> [Task instructions]:
Print all the entries verbatim.

> [Task inputs]:
####################

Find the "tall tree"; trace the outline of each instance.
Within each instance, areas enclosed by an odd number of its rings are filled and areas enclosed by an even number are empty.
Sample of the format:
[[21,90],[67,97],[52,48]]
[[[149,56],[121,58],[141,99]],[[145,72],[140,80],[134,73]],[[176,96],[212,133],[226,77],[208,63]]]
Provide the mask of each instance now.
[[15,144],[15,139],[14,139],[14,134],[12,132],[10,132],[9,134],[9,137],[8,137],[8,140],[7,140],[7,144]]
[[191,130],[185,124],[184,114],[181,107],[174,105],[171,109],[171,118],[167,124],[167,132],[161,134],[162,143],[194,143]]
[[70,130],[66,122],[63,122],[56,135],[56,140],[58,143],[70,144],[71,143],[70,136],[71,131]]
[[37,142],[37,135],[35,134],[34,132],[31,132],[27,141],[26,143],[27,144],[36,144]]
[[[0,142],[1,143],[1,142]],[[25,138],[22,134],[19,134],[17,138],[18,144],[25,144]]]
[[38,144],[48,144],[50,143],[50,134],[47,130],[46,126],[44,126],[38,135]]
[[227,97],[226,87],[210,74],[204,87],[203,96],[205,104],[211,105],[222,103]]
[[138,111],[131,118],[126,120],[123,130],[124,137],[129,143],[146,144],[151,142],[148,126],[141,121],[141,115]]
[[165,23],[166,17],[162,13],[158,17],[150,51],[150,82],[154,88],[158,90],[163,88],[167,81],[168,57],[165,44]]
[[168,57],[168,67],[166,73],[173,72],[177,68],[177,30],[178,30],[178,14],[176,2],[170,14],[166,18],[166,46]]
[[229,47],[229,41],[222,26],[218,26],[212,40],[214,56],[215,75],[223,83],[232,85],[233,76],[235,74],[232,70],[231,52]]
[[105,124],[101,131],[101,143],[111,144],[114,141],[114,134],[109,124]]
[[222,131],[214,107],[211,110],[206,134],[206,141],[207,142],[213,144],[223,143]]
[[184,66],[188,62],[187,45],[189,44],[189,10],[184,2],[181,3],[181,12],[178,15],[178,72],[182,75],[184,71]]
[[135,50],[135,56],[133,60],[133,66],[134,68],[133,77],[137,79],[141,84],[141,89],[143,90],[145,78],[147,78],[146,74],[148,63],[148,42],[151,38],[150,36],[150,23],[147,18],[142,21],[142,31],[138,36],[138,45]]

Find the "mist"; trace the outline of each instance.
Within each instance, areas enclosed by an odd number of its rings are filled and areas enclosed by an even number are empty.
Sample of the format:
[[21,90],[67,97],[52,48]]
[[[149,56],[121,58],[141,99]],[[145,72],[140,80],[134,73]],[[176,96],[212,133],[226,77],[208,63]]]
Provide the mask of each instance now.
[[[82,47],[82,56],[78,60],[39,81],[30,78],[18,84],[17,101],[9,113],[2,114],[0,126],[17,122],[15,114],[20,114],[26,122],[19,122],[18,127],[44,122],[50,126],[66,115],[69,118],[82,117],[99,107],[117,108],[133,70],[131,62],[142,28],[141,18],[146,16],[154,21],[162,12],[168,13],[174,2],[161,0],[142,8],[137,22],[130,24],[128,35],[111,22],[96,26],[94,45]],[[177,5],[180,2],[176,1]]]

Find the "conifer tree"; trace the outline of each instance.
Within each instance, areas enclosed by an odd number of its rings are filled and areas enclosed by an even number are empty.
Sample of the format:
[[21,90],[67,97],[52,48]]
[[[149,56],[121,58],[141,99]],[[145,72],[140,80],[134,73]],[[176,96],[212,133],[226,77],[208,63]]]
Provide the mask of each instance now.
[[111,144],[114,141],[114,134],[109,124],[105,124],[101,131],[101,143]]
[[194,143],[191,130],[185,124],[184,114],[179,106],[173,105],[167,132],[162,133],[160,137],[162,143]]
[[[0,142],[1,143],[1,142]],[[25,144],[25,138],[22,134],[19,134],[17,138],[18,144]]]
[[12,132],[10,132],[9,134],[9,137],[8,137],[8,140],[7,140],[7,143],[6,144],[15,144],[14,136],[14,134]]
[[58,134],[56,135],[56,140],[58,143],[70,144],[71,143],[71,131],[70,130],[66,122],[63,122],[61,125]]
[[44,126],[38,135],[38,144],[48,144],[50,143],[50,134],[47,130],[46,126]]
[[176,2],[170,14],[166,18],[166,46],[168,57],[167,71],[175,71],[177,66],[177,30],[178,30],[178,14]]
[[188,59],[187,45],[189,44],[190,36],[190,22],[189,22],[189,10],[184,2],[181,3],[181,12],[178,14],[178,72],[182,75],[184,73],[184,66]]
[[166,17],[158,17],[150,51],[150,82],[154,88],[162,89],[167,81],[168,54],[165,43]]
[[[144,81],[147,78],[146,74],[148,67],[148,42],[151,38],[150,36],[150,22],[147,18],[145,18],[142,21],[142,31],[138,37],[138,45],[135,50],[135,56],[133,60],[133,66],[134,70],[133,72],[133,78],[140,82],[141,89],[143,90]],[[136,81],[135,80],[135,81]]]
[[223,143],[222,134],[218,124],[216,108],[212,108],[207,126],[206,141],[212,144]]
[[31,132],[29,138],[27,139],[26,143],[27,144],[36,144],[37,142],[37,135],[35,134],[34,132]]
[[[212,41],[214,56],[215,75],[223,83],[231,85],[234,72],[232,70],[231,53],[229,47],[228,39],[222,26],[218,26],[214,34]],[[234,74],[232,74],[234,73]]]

####################

> [Answer to this exercise]:
Find the "tall tree"; trace the outline of each instance.
Within each instance, areas enclosed by an odd number of its rings are filled and areas enclosed by an even number are empty.
Sample of the format:
[[21,90],[67,97],[52,48]]
[[[149,56],[121,58],[141,99]],[[145,72],[140,80],[134,73]],[[176,96],[212,133],[226,77],[208,63]]]
Provide the mask of each instance now.
[[15,144],[15,139],[14,139],[14,134],[12,132],[10,132],[9,134],[9,137],[8,137],[8,140],[7,140],[7,144]]
[[191,130],[185,124],[184,114],[181,107],[174,105],[171,109],[171,118],[167,124],[167,132],[161,134],[162,143],[194,143]]
[[70,130],[66,122],[63,122],[56,135],[56,140],[58,143],[70,144],[71,143],[70,136],[71,131]]
[[37,142],[37,135],[35,134],[34,132],[31,132],[27,141],[26,143],[27,144],[36,144]]
[[[0,142],[1,143],[1,142]],[[25,138],[22,134],[19,134],[17,138],[18,144],[25,144]]]
[[38,144],[48,144],[50,143],[50,134],[47,130],[46,126],[44,126],[38,135]]
[[227,97],[226,87],[210,74],[204,87],[203,96],[205,104],[211,105],[222,103]]
[[138,111],[131,118],[126,120],[123,130],[124,137],[129,143],[146,144],[151,142],[148,126],[141,121],[141,115]]
[[165,23],[166,17],[162,13],[158,17],[150,51],[150,82],[154,88],[158,90],[163,88],[167,81],[168,57],[165,44]]
[[168,57],[168,67],[166,73],[173,72],[177,68],[177,30],[178,30],[178,14],[176,2],[170,14],[166,18],[166,46]]
[[229,47],[229,41],[222,26],[218,26],[212,40],[214,56],[215,75],[223,83],[232,85],[233,76],[235,74],[232,70],[231,52]]
[[105,124],[101,131],[101,143],[111,144],[114,141],[114,134],[109,124]]
[[222,131],[214,107],[211,110],[206,134],[206,141],[207,142],[213,144],[223,143]]
[[184,66],[188,62],[187,45],[189,44],[189,10],[184,2],[181,3],[181,12],[178,15],[178,72],[182,75],[184,71]]
[[135,50],[135,56],[133,60],[133,66],[134,68],[133,77],[137,79],[141,84],[141,89],[143,90],[145,78],[147,78],[146,74],[148,63],[148,42],[151,38],[150,36],[150,23],[147,18],[142,21],[142,31],[138,36],[138,45]]

Find the "mist"; trace the outline of each instance.
Within each instance, areas enclosed by an odd number of its rings are filled and areas enclosed by an even number are empty.
Sample of the format:
[[21,90],[67,97],[52,48]]
[[[149,56],[121,58],[141,99]],[[145,72],[140,80],[134,73]],[[176,96],[212,133],[226,77],[208,63]]]
Provide the mask of each instance now.
[[[82,47],[82,56],[78,60],[39,81],[30,78],[18,84],[17,101],[9,113],[2,114],[0,126],[17,122],[15,114],[20,114],[26,122],[19,122],[18,127],[44,122],[50,126],[66,115],[69,118],[82,117],[99,107],[117,108],[133,70],[131,62],[142,28],[141,18],[146,16],[154,21],[162,12],[168,13],[174,2],[161,0],[142,8],[137,22],[130,24],[128,35],[111,22],[96,26],[94,45]],[[177,5],[180,2],[176,1]]]

Find the "conifer tree"; trace the outline of each instance.
Within each instance, areas enclosed by an odd number of its rings are filled and areas enclosed by an even number are empty.
Sample of the format:
[[21,90],[67,97],[52,48]]
[[[149,56],[121,58],[141,99]],[[145,72],[140,80],[134,73]],[[176,96],[212,133],[226,77],[208,63]]]
Provide the mask of each instance now.
[[111,144],[114,141],[114,134],[109,124],[105,124],[101,131],[101,143]]
[[194,143],[191,130],[185,124],[184,114],[179,106],[173,105],[167,132],[162,133],[160,137],[162,143]]
[[[0,142],[1,143],[1,142]],[[25,144],[25,138],[22,134],[19,134],[17,138],[18,144]]]
[[12,132],[10,132],[9,134],[9,137],[8,137],[8,140],[7,140],[7,143],[6,144],[15,144],[14,136],[14,134]]
[[58,134],[56,135],[56,140],[58,143],[70,144],[71,143],[71,131],[70,130],[66,122],[63,122],[61,125]]
[[44,126],[38,135],[38,144],[48,144],[50,143],[50,134],[47,130],[46,126]]
[[176,2],[170,14],[166,18],[166,46],[168,57],[167,71],[175,71],[177,66],[177,30],[178,30],[178,14]]
[[188,59],[187,45],[189,44],[190,36],[190,22],[189,22],[189,10],[184,2],[181,3],[181,12],[178,14],[178,72],[182,75],[184,73],[184,66]]
[[166,17],[158,17],[150,51],[150,82],[154,88],[162,89],[167,81],[168,54],[165,43]]
[[[144,81],[147,78],[146,74],[148,67],[148,42],[151,38],[150,36],[150,22],[147,18],[145,18],[142,21],[142,31],[138,37],[138,45],[135,50],[135,56],[133,60],[133,66],[134,70],[133,72],[133,78],[140,82],[141,89],[143,90]],[[136,81],[135,80],[135,81]]]
[[223,143],[222,134],[218,124],[216,108],[212,108],[207,126],[206,141],[212,144]]
[[31,132],[29,138],[27,139],[26,143],[27,144],[36,144],[37,142],[37,135],[35,134],[34,132]]
[[[212,41],[214,56],[215,75],[223,83],[231,85],[234,72],[232,70],[231,53],[229,47],[228,39],[222,26],[218,26],[214,34]],[[234,74],[232,74],[234,73]]]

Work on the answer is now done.